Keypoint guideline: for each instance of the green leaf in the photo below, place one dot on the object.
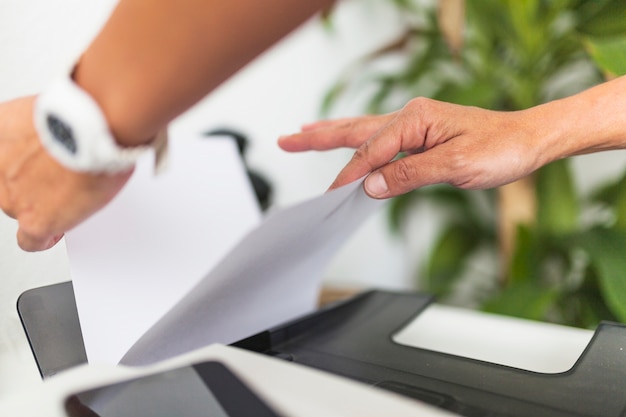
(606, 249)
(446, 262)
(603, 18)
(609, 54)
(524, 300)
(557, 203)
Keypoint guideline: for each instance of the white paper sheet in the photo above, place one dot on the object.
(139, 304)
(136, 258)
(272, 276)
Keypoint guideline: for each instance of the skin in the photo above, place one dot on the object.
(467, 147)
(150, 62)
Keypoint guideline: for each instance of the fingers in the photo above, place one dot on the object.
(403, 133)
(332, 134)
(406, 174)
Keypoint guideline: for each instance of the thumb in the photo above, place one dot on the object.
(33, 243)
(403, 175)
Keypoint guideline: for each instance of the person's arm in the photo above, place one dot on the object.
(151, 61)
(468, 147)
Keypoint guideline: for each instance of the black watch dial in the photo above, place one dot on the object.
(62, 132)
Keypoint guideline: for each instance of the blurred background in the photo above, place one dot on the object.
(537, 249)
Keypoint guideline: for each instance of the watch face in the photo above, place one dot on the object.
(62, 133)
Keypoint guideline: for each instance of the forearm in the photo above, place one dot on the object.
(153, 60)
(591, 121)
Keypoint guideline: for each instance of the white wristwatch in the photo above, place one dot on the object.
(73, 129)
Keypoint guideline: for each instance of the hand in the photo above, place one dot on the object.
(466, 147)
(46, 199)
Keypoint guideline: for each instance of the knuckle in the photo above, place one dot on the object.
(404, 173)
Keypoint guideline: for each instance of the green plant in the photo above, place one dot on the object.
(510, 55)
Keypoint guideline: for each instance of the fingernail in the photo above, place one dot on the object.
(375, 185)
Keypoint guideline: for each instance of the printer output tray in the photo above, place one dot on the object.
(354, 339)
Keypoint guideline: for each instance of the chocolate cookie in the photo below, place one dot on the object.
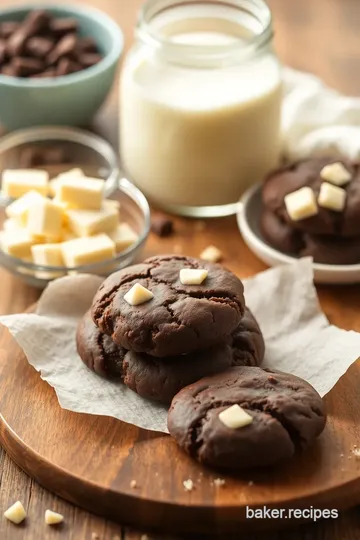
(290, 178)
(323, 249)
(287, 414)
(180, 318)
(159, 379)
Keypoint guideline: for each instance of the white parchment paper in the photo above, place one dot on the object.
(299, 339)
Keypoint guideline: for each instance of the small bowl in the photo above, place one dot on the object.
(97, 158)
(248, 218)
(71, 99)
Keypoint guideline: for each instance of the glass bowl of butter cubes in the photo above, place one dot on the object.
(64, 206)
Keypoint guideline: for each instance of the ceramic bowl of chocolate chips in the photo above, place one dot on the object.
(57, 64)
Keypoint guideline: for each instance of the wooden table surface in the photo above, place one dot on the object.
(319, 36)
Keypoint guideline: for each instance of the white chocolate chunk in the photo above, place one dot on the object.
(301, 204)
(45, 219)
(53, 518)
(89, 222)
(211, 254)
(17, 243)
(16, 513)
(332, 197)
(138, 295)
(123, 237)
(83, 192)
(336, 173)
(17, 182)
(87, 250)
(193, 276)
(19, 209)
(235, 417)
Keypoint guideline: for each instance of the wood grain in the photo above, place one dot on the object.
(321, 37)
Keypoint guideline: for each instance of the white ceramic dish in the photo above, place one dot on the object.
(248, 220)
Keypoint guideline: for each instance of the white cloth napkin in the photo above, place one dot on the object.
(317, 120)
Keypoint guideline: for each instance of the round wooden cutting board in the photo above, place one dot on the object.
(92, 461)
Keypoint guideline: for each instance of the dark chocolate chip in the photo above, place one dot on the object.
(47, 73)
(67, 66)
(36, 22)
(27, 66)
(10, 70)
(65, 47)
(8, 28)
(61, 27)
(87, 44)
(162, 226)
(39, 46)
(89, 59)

> Your instructions: Transcribe the whole listing exactly. Pictures are excluded.

> Solution to this problem:
Keypoint guideline: for each instance of the green leaf in the photo below, place one dot on the object.
(606, 249)
(446, 262)
(603, 18)
(609, 54)
(524, 300)
(557, 203)
Keypoint guideline: for each instance of the white paper sheet in the photo above, place one dot on the object.
(139, 304)
(136, 258)
(272, 276)
Keypoint guideline: for each instance of the skin in the photo above, place one dot on the object.
(467, 147)
(150, 62)
Keypoint guideline: for each instance of the fingers in the photo above, place one dot on the object.
(403, 133)
(332, 134)
(406, 174)
Keypoint guideline: for each instance of the thumb in the photo above, place one dot on the object.
(33, 243)
(403, 175)
Keypoint guideline: for each instance of the person's arm in the photo above, place one dot on the object.
(151, 61)
(468, 147)
Keypoint guideline: for each instance of the black watch dial in the photo above, place one dot on the object.
(62, 132)
Keypoint guideline: for each instance of the blurred background in the photo above, place one dot on the object.
(537, 249)
Keypoint guideline: for each instance of the watch face in the photo above, place one dot on the object.
(62, 133)
Keypoint guideline: for each instance of the forearm in the photo above, place one dot on the object.
(153, 60)
(591, 121)
Keypoint guideline: for each instance of the white wristwatch in the photo above, place one dot on the object.
(73, 129)
Keypoint guideline: for each instance of the hand in the photo above, place one dot on the object.
(466, 147)
(46, 199)
Keypoint guideline: for each instance of the knuckle in the photo above, place one dot on the object.
(404, 173)
Keypoint guideline: for each instance of the green plant in the photo above, place one dot on the object.
(510, 55)
Keypoint guideline: for each instance of the fingernail in the photo above, place one dot on the object.
(375, 185)
Keypoint guideline: for each instance of the printer output tray in the photo above, place one dot on the object.
(354, 339)
Keypoint guideline: for each instance of the chocolate cookie in the photo below, place one dot on the object.
(290, 178)
(323, 249)
(287, 414)
(180, 318)
(159, 379)
Keypoint guideline: for each instance of the white parchment paper in the photo above, place one dot on the object.
(299, 339)
Keypoint guideline: for each instance of the small bowl in the photo above, place one dot on the object.
(97, 158)
(248, 218)
(71, 99)
Keypoint guideline: for each instance of the glass bowl of butter cubes in the photo above, place one dot on the object.
(64, 206)
Keypoint guideline: for each instance of the ceramic bowl of chocolate chips in the photo above, place one dot on the object.
(57, 64)
Keypoint guideline: for each instance of the wooden table surface in the photo above, place one dot on the object.
(319, 36)
Keypoint guideline: for each instance of the white chocolate chunk in the photo above, place one dot on the object.
(301, 204)
(45, 219)
(53, 518)
(89, 222)
(211, 254)
(17, 243)
(16, 513)
(332, 197)
(138, 295)
(123, 237)
(83, 192)
(336, 173)
(17, 182)
(87, 250)
(193, 276)
(19, 209)
(235, 417)
Keypoint guideline: for each instance of the wood grain in the photo above, place one dot on the object.
(321, 37)
Keypoint guideline: for each instance of the white ceramic dish in the photo above, place one dot on the object.
(248, 220)
Keypoint guideline: for each instance of the white cloth napkin in the photo above, place one dot on the object.
(317, 120)
Keypoint guideline: for each instance of the round wooden cutting board in the photo above, place one dot on the object.
(92, 461)
Keypoint guideline: for each instance of the dark chocolate chip in the photo above, place one dot on the object.
(47, 73)
(67, 66)
(36, 22)
(27, 66)
(10, 70)
(65, 47)
(8, 28)
(61, 27)
(87, 44)
(162, 226)
(39, 46)
(89, 59)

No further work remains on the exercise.